### Problem to work on
Reproduce all of the lines below, swapping every instance of "football jersey" for "soccer jersey" and leaving everything else untouched.

-*-

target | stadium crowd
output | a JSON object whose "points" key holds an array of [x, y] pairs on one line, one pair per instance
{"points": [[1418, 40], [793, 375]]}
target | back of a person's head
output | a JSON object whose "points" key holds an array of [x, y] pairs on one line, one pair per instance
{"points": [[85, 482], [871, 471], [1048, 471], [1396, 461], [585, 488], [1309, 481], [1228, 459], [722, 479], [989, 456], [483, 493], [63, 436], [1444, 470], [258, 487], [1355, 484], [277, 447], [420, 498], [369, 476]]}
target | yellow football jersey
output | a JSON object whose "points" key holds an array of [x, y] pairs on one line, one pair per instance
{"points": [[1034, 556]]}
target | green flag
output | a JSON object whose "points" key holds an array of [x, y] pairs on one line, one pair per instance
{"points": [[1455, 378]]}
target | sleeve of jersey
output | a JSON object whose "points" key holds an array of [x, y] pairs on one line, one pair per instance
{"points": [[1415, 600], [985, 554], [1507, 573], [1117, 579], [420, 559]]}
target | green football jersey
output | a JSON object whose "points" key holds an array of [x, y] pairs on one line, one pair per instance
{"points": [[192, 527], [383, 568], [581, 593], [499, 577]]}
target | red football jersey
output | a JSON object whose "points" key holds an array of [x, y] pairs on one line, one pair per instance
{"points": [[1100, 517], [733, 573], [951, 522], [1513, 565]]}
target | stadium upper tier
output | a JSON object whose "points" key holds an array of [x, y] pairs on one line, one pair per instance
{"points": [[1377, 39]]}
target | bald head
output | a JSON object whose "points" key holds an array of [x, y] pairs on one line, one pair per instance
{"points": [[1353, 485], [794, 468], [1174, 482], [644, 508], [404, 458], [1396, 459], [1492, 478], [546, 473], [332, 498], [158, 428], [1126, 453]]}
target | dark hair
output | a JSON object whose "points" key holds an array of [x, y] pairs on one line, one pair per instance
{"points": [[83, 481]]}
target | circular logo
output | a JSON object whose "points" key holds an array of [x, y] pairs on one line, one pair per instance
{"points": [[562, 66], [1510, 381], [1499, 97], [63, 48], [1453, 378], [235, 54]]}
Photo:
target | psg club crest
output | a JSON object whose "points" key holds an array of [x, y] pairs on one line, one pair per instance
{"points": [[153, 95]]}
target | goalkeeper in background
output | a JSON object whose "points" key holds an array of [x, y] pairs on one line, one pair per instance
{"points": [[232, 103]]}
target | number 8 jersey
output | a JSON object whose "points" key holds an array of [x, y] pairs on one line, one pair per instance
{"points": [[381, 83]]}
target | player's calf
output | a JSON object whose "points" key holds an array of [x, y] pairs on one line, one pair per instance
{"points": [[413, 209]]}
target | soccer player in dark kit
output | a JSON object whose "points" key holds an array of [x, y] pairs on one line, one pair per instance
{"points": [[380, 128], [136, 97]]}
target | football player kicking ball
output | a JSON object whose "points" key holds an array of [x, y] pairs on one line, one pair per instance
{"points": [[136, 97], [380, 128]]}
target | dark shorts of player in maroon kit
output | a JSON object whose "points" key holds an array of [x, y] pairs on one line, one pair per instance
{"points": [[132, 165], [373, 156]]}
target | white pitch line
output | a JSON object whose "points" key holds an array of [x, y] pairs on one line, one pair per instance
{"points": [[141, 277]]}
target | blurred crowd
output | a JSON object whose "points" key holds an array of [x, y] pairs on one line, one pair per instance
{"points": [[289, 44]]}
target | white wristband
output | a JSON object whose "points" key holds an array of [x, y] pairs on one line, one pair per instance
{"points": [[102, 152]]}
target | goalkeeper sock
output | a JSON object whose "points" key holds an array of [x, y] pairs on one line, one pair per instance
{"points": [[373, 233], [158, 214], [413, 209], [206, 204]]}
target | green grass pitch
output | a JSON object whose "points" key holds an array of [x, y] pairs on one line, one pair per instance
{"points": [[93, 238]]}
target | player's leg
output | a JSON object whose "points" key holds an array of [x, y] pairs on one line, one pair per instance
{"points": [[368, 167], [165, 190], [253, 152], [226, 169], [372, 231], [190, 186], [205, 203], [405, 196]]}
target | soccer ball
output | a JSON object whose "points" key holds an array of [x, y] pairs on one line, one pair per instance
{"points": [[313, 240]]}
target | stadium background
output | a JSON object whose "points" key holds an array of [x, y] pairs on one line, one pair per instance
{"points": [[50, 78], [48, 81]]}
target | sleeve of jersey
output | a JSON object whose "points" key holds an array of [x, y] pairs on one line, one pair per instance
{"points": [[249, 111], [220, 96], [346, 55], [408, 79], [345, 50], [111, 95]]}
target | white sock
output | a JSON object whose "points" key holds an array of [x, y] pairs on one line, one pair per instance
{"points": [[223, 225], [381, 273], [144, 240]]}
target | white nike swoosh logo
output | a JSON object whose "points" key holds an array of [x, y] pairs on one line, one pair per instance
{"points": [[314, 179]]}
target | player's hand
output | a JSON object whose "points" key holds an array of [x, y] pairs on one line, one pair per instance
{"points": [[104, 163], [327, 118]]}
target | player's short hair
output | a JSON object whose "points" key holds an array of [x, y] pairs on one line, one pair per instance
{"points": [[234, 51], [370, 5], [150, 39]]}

-*-

### Answer to the task
target | stadium crowd
output | a JSON object whose "points" key holds an array of [x, y] pairs on one line, one pair per instance
{"points": [[1418, 40], [793, 375]]}
target | back of a person's head
output | a JSON object whose "points" key holds an array of [x, y] pairs on one line, one pair per instance
{"points": [[85, 482], [871, 471], [1048, 471], [1396, 461], [585, 488], [1309, 481], [1228, 459], [722, 479], [989, 456], [483, 493], [63, 436], [1444, 470], [258, 487], [1355, 484], [277, 447], [420, 498], [369, 476]]}
target | yellow soccer jersey
output | a JSON object whose "points" key holds an array of [x, y] pairs on one line, one pair per instance
{"points": [[1034, 556]]}
target | green flag
output | a JSON object whose "points" key holds an array of [x, y] pairs on one line, one pair per instance
{"points": [[1455, 378]]}
target | sleeve of jersey
output | a JSON object whose "points" key holds an array of [x, y] pairs on one line, one pair per instance
{"points": [[1415, 600], [985, 554], [1507, 573], [1117, 579], [420, 559]]}
target | green soccer jersey
output | a JSON object whose "points" key holds an array of [x, y] pairs on one line, one pair per instance
{"points": [[192, 527], [383, 568], [581, 593], [499, 577]]}
target | red soccer jersey
output | a JSON object whose "points" key holds an array of [x, y] pairs on one line, one pair per instance
{"points": [[1100, 517], [733, 573], [951, 522], [1513, 565]]}
target | stadium upper tier
output | a JSON object whose "points" key holds an array of [x, y] pairs on one line, one pair per instance
{"points": [[1377, 39]]}
target | bald head
output | a JSON object whose "points" key holds an array of [x, y] pairs on one line, one pair per instance
{"points": [[1353, 485], [794, 468], [1174, 482], [644, 508], [404, 458], [1396, 459], [1492, 478], [546, 473], [332, 498], [158, 428], [1126, 453]]}
target | dark hair
output | a JSON object whose "points" key holds an array of [x, y] pairs on one line, one pair per instance
{"points": [[83, 481]]}
target | circular logo
output | a JSON object whose "points" key holds an array of [x, y] pairs on one line, one pair per instance
{"points": [[562, 66], [1510, 381], [1499, 97], [63, 48], [1453, 378], [235, 54]]}
Photo:
target | psg club crest
output | a JSON object whose "points" key holds an array of [x, y] pairs on one line, one pair per instance
{"points": [[153, 95]]}
target | goalkeeper in background
output | a JSON object whose "points" key holds an array of [x, y] pairs on one line, one pair per instance
{"points": [[232, 103]]}
target | number 8 jersey
output | a JSON object whose "points" key holds an array of [x, y] pairs on one line, one pair per instance
{"points": [[381, 83]]}
target | player's calf
output | a JSON object whose "points" key holds an array of [x, y] pairs on one line, one pair per instance
{"points": [[413, 209]]}
target | soccer player in dark kit
output | a JSON object whose "points" key holds an array of [x, y] pairs on one line, one pair per instance
{"points": [[380, 128], [136, 97]]}
target | football player kicking ball
output | a JSON object whose "points" key holds an array of [x, y] pairs on one line, one pair per instance
{"points": [[136, 97], [380, 128]]}
target | dark shorts of player in maroon kit
output | a JSON object whose "points" key holds an array of [x, y] pairs on one line, one pair per instance
{"points": [[132, 165], [373, 156]]}
target | white pitch line
output | a JSON object whose "points" key holds an array of [x, y] pairs on one line, one pair per instance
{"points": [[141, 277]]}
target | blurred crowd
output | a JSON object whose "points" key holds an array of [x, y] pairs on one line, one pair per instance
{"points": [[289, 44]]}
target | white wristband
output | a JSON object whose "points" key holds an array of [x, y] pairs on one line, one pair per instance
{"points": [[102, 152]]}
target | goalkeeper sock
output | a JSON object whose "points" key holds an array of [x, y] pairs on one line, one pair per instance
{"points": [[373, 233], [158, 214], [413, 209], [206, 204]]}
target | green grass pitch
output | a JSON object whose "points" key holds an array of [x, y] pairs on one line, one pair per instance
{"points": [[93, 238]]}
target | player's leg
output | a JSON object whose "points" key holds an array of [x, y] pairs on one line, one pair per instance
{"points": [[368, 167], [165, 190], [253, 152], [226, 169], [372, 231], [190, 186], [205, 203], [405, 196]]}
target | soccer ball
output | a JSON object whose "points" key holds an array of [x, y] pairs on one line, one pair per instance
{"points": [[313, 240]]}
target | stadium background
output | a JSON object whose "points" key holds an array of [x, y] pairs on one line, one pair per instance
{"points": [[50, 78], [48, 81]]}
target | sleeve of jersey
output | a JSON object whose "points" key holds an array of [x, y] pairs on one line, one pair per instance
{"points": [[249, 111], [220, 96], [346, 55], [408, 79], [345, 50], [111, 95]]}
target | white sock
output | a JSON object whose "points" key holds an array of [x, y] pairs on one line, one pair per instance
{"points": [[223, 225], [381, 273], [144, 240]]}
target | white nike swoosh logo
output | a JSON object whose "points" key holds an array of [x, y] pairs on one line, one pair per instance
{"points": [[314, 179]]}
target | player's hand
output | a JSON object whose "points" key holds an array of [x, y] pairs on one line, one pair per instance
{"points": [[104, 163], [327, 118]]}
target | player's short hair
output | a JSON object whose "points" key holds an array of [x, y] pairs on one line, one pair per instance
{"points": [[234, 51], [370, 5], [150, 39]]}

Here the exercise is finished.